§ READING TEXT:
· · · · · · ·
So maybe in this movement that Jesus
has coming from Nazareth, to John for his baptism, and going
beyond... maybe that wasn’t so linear. Maybe he didn’t go where
he expected to go after his baptism. When Jesus is with John and the
heavens open and the voice comes down and says, “You are my
beloved”, right after that, Jesus goes into the wilderness. I could
be wrong, we don’t know, but I have a feeling that Jesus was not
expecting that after his baptism he would go into the wilderness. I
think that was a change of plans. He probably thought he would hang
out with John for a while, or go to Jerusalem, or go back home. There
is an encounter with the divine here. He comes from Nazareth, goes to
John, and then instead of moving in the direction he had probably
planned, he goes elsewhere.
Everything in my life was going fine,
and then I encountered the divine. Or we might say that everything
was going fine and then we encountered Jesus. Now I have to change.
Or if not change, I have to pretend that meeting Jesus didn’t mean
anything.
I had everything under control.
Everything planned out.
Then.... God.
But it is a wonderful life, and a god
thing, giving up that sense of needing to be in control, giving up
the sense of thinking only about myself, or my own needs, giving up
my need for power, trying to give up ideas like that wealth equals
winning or life is about accumulation of things, power, status. I
don’t do this perfectly, God knows. Sometimes I don’t do it even
particularly mediocre.
But there is in following God this call
to be more generous, more giving, more loving, more tolerant, more
open, and more willing to see God not just in certain ways, but to be
open to God’s surprises. Be open to God’s surprising movements,
especially in the people around us. That’s a wondrous thing, to
realize how present God is.
To see God in the people living on the
streets. To realize they are a reflection of God. To see God in the
screaming child. God in the incompetent store clerk. And the guy who
cut you off in line. And to realize that maybe the store clerk isn’t
just an incompetent clerk, but maybe someone who is on the first day
of her job. Or tired because she has three jobs to support her child.
Or maybe just having an off day. Or maybe the clerk is struggling to
hold himself together against the demonic voices in his head because
his insurance company decided not to cover his medication any more
because it cost too much so he hasn’t been taking it for a while.
Or the veteran who has PTSD and needs some help.
To see God in the people around us, and
to hear their stories. Which stories are about God.
John the Baptist is pointing the people
to Jesus. He says that the messiah will come, and then, “There he
is!” And now we have that job. We can point to Jesus, as well.
There he is! He’s you, he’s me, he’s that gentleman, he’s
that child killed in Afghanistan, she’s the girl going hungry at
school, he’s the one who responded to the 150 car pile up in
Michigan the other day, she’s the people who were slaughtered at
Charlie Hebdo in Paris, and God is in the suffering souls of the men
who did the shooting.
We point to Jesus, and invite people to
come with us to experience God, and to experience this world that God
inhabits and cares for.
In baptism, we learn we are beloved.
Jesus is the beloved. All who are beloved are a reflection of Jesus.
And all people are beloved. All of God’s people, all of God’s
creation, are beloved.
· · · · · · ·
§ REQUIREMENT: Continue the sermon on Jesus's baptism, starting after its final sentence. The records have no connection to the sermon on Jesus's baptism.
· · · · · · ·
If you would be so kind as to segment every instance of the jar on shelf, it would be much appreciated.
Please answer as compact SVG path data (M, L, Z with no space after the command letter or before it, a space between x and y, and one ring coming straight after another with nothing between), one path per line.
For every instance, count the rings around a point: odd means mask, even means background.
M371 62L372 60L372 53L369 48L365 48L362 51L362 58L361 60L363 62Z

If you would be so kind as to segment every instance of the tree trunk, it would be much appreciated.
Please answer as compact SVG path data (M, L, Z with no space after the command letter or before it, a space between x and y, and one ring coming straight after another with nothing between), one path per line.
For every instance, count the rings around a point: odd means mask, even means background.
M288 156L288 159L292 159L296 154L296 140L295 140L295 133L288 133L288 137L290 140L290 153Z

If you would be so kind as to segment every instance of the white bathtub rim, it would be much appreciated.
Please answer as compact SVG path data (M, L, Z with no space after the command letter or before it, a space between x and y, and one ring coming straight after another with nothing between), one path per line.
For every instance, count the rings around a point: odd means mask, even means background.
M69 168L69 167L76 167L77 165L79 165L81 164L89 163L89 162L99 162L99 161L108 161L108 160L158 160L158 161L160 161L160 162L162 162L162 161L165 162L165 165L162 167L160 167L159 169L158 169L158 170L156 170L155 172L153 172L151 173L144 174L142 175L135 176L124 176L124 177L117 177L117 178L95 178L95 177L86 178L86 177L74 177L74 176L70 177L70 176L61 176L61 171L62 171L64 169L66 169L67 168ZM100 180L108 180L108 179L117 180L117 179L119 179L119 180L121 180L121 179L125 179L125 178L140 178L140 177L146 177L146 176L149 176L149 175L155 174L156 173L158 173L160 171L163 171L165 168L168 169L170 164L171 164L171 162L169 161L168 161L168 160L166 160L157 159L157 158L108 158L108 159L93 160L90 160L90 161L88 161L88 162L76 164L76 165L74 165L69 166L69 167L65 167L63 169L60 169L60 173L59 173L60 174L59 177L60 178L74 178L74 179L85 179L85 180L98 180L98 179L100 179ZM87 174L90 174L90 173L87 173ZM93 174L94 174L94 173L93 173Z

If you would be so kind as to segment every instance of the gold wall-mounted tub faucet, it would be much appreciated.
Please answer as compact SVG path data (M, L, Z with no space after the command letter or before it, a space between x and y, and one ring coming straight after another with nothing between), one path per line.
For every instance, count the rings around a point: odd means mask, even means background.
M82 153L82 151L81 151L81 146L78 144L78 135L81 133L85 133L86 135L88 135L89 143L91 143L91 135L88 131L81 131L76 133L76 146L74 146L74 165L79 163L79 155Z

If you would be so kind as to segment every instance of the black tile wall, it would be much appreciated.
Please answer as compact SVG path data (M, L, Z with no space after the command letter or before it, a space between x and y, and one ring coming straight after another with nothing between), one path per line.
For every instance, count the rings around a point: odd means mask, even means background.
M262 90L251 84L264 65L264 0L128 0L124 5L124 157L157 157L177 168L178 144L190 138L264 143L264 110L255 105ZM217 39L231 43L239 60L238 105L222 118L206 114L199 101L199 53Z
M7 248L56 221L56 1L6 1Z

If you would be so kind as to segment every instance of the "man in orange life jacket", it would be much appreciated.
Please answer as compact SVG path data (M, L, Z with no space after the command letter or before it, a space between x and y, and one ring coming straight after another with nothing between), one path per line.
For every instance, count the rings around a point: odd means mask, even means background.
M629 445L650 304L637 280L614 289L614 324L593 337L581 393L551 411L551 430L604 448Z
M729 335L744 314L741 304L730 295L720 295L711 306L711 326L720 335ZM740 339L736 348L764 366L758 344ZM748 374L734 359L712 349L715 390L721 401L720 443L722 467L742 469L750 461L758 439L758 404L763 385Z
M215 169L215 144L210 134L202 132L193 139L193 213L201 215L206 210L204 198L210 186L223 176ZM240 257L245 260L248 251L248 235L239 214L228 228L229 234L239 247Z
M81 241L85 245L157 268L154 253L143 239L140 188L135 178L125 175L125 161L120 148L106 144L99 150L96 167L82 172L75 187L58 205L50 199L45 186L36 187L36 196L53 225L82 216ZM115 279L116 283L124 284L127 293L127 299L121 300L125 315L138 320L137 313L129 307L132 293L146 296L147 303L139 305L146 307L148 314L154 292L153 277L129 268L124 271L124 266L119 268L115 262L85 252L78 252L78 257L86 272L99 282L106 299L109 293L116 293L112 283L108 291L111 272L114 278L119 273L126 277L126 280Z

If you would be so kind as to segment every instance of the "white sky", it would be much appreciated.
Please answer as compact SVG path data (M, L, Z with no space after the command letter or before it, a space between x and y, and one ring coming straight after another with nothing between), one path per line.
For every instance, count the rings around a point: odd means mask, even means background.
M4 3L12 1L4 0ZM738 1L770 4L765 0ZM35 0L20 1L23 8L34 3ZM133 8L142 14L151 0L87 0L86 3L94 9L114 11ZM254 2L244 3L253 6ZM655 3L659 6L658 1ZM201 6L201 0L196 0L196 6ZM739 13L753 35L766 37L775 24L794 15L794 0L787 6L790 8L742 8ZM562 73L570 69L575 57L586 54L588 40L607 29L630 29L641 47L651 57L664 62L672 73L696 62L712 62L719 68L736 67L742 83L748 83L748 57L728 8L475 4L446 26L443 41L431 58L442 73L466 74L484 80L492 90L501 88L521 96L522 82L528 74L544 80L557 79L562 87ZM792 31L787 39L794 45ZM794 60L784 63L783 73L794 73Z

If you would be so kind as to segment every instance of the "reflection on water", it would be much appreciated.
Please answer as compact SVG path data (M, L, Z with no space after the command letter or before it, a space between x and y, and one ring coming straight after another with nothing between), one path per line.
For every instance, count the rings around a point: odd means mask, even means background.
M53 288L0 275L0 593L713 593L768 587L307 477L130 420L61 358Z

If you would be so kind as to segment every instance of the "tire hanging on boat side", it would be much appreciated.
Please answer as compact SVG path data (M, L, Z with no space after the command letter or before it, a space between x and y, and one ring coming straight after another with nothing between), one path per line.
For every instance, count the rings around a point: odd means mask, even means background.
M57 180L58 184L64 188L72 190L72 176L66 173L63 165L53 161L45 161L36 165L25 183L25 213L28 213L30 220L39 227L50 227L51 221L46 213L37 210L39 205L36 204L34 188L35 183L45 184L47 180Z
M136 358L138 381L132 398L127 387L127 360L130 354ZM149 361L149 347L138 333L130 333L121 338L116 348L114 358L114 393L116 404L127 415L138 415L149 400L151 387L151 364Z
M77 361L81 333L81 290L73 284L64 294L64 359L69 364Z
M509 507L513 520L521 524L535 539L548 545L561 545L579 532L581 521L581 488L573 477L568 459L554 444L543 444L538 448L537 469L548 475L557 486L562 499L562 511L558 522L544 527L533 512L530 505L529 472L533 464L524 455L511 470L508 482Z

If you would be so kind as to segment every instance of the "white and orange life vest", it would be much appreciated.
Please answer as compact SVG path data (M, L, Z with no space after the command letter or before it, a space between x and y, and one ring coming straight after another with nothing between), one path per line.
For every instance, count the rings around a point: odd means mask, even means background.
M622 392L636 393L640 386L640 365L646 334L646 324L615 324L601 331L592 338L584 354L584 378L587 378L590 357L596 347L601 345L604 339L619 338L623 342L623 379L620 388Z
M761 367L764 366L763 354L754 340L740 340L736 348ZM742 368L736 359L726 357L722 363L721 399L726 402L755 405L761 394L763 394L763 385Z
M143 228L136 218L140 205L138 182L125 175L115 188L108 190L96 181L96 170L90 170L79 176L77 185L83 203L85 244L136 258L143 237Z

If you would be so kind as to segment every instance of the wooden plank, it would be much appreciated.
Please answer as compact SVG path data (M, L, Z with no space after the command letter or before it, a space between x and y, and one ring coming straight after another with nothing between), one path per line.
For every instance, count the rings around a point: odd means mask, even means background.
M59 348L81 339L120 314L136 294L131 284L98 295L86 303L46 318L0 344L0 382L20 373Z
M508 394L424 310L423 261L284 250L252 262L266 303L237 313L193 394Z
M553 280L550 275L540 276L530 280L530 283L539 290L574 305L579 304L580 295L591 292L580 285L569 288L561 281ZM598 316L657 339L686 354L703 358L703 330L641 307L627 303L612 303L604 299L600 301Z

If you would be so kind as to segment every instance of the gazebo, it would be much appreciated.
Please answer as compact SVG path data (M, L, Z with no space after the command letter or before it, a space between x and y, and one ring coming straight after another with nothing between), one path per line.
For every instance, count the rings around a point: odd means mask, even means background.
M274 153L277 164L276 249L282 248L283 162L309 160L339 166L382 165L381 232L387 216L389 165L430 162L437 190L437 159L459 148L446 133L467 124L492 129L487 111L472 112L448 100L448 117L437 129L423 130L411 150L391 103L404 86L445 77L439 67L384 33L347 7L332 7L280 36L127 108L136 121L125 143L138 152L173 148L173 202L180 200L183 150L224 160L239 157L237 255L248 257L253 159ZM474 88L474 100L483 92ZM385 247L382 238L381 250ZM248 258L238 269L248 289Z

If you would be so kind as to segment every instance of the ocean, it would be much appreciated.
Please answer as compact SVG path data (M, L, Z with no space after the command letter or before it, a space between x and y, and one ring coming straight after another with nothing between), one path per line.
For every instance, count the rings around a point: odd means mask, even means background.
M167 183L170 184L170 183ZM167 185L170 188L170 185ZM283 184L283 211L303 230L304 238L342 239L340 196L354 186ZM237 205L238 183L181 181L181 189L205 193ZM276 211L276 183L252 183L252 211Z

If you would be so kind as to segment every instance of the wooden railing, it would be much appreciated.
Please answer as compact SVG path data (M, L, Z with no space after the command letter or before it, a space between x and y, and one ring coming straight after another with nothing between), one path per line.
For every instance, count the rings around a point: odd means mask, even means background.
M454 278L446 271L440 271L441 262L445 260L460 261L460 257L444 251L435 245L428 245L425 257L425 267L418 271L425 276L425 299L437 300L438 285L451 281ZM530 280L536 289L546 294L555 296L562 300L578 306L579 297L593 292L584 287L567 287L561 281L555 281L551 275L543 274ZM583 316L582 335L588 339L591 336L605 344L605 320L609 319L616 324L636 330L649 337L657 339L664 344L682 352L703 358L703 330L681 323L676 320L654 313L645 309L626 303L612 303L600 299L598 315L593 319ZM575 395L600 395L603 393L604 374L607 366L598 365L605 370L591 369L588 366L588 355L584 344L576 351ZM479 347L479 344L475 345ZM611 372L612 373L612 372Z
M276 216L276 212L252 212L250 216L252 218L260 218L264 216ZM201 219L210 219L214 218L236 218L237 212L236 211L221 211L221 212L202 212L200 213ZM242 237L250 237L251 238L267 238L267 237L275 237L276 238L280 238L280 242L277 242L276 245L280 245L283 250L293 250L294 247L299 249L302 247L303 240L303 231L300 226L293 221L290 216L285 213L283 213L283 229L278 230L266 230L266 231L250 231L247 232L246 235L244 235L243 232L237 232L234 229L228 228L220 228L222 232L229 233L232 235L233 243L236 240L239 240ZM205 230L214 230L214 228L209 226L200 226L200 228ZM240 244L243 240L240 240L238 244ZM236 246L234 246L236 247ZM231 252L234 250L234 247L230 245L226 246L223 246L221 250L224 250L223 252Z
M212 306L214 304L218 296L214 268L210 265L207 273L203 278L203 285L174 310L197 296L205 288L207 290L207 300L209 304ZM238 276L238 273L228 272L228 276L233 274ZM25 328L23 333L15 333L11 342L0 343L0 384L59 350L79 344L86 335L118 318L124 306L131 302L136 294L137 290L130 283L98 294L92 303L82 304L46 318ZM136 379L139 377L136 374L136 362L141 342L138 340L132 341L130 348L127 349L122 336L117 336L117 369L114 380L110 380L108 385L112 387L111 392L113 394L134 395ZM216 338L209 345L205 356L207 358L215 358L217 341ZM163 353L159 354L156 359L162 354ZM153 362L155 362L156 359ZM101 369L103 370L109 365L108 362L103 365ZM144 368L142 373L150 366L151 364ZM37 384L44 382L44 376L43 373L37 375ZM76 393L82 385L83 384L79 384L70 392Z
· · · · · · ·
§ ANSWER AREA:
The hard lesson that I have had to
learn, have been slowly learning and trying to embrace more though
it’s not always easy: if I am beloved, as is symbolized in
baptism, if I am beloved, then so are the people around me. I’m not
the only one who is beloved. Everyone is. Everyone is, and they are
so regardless of how much I like them, regardless of how much I think
of their worth. They are beloved. They are God’s beloved. And just
as we are all God’s beloved, we are also someone’s jerk. I’m
sure that for everyone one of us, there is someone in the world who
thinks we are a jerk, an incompetent, or that we’re annoying. I
don’t know of anyone who is so perfect and so good that everyone
thinks the world of them. We are all somebody’s jerk. But more
importantly, we are also all beloved by God.
And if we are all beloved, then let us
treat each other as though we’re beloved. Like the song about John
the Baptist that we sang says, “If you’re on the wrong road, go
the other way.” We always have the opportunity to repent and change
direction. God always forgives, always welcomes us back.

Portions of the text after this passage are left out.